» **EXERCISE**
Without omission or alteration, write out all of the data.

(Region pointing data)
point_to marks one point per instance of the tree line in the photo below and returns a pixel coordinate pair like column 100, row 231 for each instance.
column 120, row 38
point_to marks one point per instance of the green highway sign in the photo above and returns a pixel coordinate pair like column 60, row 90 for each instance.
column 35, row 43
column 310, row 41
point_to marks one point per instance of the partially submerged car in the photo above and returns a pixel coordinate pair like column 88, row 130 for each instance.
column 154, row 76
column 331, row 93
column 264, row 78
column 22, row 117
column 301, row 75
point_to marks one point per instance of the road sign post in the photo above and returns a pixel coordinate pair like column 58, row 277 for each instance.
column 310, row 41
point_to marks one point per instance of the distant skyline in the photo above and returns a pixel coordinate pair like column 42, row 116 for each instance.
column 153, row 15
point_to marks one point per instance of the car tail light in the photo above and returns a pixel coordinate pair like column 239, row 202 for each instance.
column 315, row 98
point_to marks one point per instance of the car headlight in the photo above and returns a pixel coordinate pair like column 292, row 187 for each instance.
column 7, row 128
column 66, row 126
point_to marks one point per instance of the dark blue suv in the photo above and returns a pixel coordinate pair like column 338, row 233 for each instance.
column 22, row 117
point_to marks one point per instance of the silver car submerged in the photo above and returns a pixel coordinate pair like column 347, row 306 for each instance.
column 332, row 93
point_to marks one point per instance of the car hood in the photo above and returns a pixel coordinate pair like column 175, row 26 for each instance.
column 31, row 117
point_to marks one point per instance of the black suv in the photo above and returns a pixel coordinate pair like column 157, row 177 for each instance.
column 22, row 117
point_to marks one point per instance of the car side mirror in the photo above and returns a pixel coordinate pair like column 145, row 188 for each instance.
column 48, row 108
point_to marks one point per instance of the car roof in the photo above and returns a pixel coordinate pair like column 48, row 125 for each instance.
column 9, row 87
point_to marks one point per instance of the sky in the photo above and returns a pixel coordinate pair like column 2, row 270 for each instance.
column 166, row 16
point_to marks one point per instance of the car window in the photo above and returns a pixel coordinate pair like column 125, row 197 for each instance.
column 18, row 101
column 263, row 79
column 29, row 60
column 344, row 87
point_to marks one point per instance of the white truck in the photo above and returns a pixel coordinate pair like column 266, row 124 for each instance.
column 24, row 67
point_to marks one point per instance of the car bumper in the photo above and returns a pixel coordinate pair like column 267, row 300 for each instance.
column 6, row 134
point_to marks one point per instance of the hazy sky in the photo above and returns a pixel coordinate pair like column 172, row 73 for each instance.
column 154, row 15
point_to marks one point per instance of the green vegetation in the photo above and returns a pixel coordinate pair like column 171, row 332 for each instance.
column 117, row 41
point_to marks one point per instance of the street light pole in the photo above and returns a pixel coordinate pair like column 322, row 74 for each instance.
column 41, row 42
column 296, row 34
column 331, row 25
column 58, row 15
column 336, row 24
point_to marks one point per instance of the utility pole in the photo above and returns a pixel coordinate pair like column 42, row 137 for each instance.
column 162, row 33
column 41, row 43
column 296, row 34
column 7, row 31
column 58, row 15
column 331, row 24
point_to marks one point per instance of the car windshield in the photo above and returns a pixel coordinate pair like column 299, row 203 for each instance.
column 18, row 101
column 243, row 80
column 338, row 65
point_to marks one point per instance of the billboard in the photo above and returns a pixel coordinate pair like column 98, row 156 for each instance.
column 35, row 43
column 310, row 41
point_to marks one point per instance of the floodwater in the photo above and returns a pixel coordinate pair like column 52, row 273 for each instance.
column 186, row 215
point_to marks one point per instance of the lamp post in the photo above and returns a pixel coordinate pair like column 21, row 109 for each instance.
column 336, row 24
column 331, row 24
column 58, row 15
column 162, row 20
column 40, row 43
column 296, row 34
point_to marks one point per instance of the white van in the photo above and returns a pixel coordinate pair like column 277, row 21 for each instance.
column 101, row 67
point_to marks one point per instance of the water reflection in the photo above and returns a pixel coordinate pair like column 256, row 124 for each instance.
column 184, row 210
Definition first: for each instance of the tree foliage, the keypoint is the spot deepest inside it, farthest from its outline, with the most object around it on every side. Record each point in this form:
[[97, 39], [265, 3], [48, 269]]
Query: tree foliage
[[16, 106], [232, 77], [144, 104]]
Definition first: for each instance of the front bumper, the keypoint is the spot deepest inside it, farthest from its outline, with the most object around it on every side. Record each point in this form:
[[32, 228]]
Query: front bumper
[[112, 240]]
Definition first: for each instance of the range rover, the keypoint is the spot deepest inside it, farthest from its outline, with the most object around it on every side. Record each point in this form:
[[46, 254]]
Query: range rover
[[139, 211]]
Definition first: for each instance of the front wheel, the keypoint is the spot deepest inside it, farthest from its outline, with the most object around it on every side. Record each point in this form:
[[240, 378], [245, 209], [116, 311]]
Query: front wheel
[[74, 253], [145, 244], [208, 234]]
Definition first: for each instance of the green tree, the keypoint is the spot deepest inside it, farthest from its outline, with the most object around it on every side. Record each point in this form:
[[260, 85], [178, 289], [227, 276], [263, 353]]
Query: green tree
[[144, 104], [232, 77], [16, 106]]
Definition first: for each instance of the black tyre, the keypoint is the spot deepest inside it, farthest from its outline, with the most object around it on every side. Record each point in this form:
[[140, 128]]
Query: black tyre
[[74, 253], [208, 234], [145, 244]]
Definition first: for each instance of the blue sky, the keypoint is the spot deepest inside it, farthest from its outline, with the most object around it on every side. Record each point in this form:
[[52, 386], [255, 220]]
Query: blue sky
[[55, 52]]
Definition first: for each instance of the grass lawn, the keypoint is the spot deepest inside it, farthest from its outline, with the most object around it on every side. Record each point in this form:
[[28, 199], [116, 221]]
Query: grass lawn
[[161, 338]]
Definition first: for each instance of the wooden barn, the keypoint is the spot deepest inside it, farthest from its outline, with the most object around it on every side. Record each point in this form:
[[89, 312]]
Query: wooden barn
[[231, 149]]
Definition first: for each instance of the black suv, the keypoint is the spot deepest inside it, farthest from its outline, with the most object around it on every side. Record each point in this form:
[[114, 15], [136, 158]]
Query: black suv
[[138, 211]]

» **RESPONSE FOR THIS EXERCISE**
point_to marks one point per instance of the tree line in the photo below and returns a pixel coordinate pair like column 100, row 231 for each instance.
column 120, row 38
point_to marks one point per instance of the green highway sign in the photo above and returns a pixel coordinate pair like column 60, row 90 for each instance.
column 35, row 43
column 310, row 41
point_to marks one point per instance of the partially submerged car in the photo above and returns a pixel coordinate pair like column 88, row 130 for each instance.
column 154, row 76
column 331, row 93
column 264, row 78
column 22, row 117
column 301, row 75
point_to marks one point per instance of the road sign post in the photo above and returns a pixel coordinate pair like column 58, row 277 for each instance.
column 310, row 41
point_to marks one point per instance of the distant skyline in the photo above and returns a pixel coordinate pair like column 42, row 116 for each instance.
column 153, row 15
point_to marks one point per instance of the car tail light in the photo above and returns a pixel coordinate pair like column 239, row 202 for each instance.
column 315, row 98
point_to marks one point per instance of the car headlight in the photo above and returns a pixel coordinate pair like column 292, row 187 for each instance.
column 7, row 128
column 66, row 126
point_to marks one point per instance of the dark blue suv in the photo above and returns a pixel coordinate pair like column 338, row 233 for each instance.
column 22, row 117
point_to marks one point per instance of the silver car submerged in the photo above and returns a pixel coordinate pair like column 347, row 306 for each instance.
column 332, row 93
point_to marks one point per instance of the car hood in the photo above and returns a pixel coordinate pair like column 175, row 26 for each instance.
column 31, row 117
point_to marks one point per instance of the black suv in the photo above and returns a pixel coordinate pair like column 157, row 177 for each instance.
column 22, row 117
point_to marks one point per instance of the car side mirror in the photo above and returns a pixel coordinate pair like column 145, row 188 for each instance.
column 48, row 108
point_to marks one point per instance of the car roof in the photo above and returns a pixel coordinate pair like column 48, row 125 for each instance.
column 9, row 87
point_to marks one point per instance of the sky in the photo above and returns a pixel coordinate pair like column 2, row 270 for each instance.
column 166, row 16
point_to marks one point per instance of the car window in the photo above and returns a pixel coordinate pair like column 125, row 197 for each instance.
column 18, row 101
column 263, row 79
column 29, row 60
column 344, row 87
point_to marks one point per instance of the white truck in the photo above and returns a pixel coordinate pair like column 266, row 124 for each instance.
column 24, row 67
point_to marks one point per instance of the car bumper in the photo above and returns a pixel coordinate pair like column 267, row 300 for each instance.
column 6, row 134
point_to marks one point per instance of the hazy sky in the photo above and returns a pixel coordinate pair like column 172, row 73 for each instance.
column 154, row 15
point_to marks one point per instance of the green vegetation in the photo above and returns a pixel coordinate pair like column 171, row 332 for each instance.
column 117, row 41
point_to marks one point per instance of the street light pole in the photo above and returns a pixel coordinate pair like column 322, row 74 for each instance.
column 41, row 42
column 296, row 34
column 331, row 25
column 58, row 15
column 336, row 24
point_to marks one point per instance of the utility pole in the photo above and returns a pixel coordinate pair like column 42, row 137 for each instance.
column 162, row 33
column 41, row 43
column 296, row 34
column 7, row 31
column 58, row 15
column 331, row 24
point_to marks one point per instance of the car windshield in the photo above and returns a pixel coordinate pair like column 299, row 203 for each instance.
column 18, row 101
column 243, row 80
column 338, row 65
point_to marks one point per instance of the billboard in the photo above and returns a pixel coordinate pair like column 98, row 156 for each instance.
column 35, row 43
column 310, row 41
point_to marks one point per instance of the floodwater in the photo above and returns a pixel coordinate pair like column 52, row 273 for each instance.
column 186, row 215
point_to marks one point per instance of the lamp post in the photo above and returns a pixel coordinate pair like column 21, row 109 for each instance.
column 336, row 24
column 331, row 24
column 58, row 15
column 162, row 20
column 40, row 43
column 296, row 34
point_to marks one point per instance of the white van in the photo above and returns a pixel coordinate pair like column 277, row 21 for each instance.
column 101, row 67
point_to marks one point per instance of the water reflection in the photo above and returns a pixel coordinate pair like column 256, row 124 for each instance.
column 184, row 210
Definition first: for each instance of the tree foliage, the keypoint is the spot deepest inside it, farthest from its outline, with the most object around it on every side. Record each point in this form:
[[97, 39], [265, 3], [48, 269]]
Query: tree foliage
[[16, 106], [232, 77], [144, 104]]
Definition first: for each instance of the front bumper, the keypoint is the spot deepest inside it, farthest from its outline, with the most object around it on every side. Record each point in this form:
[[32, 228]]
Query: front bumper
[[112, 240]]
Definition first: for each instance of the range rover, the keypoint is the spot deepest inside it, farthest from its outline, with the most object around it on every side. Record each point in this form:
[[46, 254]]
Query: range rover
[[139, 211]]
Definition first: for each instance of the front wheel, the keypoint is the spot deepest inside it, farthest from its outline, with the most object around it on every side. Record each point in this form:
[[240, 378], [245, 209], [116, 311]]
Query: front wheel
[[74, 253], [145, 244], [208, 234]]
Definition first: for each instance of the green tree, the keypoint is the spot deepest inside it, farthest from its outline, with the most object around it on every side. Record each point in this form:
[[260, 85], [178, 289], [227, 276], [263, 353]]
Query: green tree
[[144, 104], [232, 77], [16, 106]]
Definition first: for each instance of the black tyre, the keypoint is the spot deepest inside it, farthest from its outline, with the most object around it on every side. Record each point in this form:
[[140, 128]]
Query: black tyre
[[74, 253], [208, 234], [145, 244]]
Definition first: for each instance of the blue sky, the keypoint is the spot deepest inside it, farthest from its outline, with the most object around it on every side. Record each point in this form:
[[52, 386], [255, 220]]
Query: blue sky
[[55, 52]]
Definition first: for each instance of the grass lawn, the keypoint is the spot deepest inside it, farthest from its outline, with the most object around it on every side. Record each point in this form:
[[28, 199], [116, 221]]
Query: grass lawn
[[161, 338]]
Definition first: for each instance of the wooden barn, the keypoint is the spot deepest inside it, farthest from its outline, with the most object around it on every side. Record each point in this form:
[[89, 312]]
Query: wooden barn
[[231, 149]]
Definition first: for each instance of the black suv, the keypoint is the spot deepest inside it, farthest from its outline, with the most object around it on every side. Record each point in this form:
[[114, 15], [136, 158]]
Query: black suv
[[138, 211]]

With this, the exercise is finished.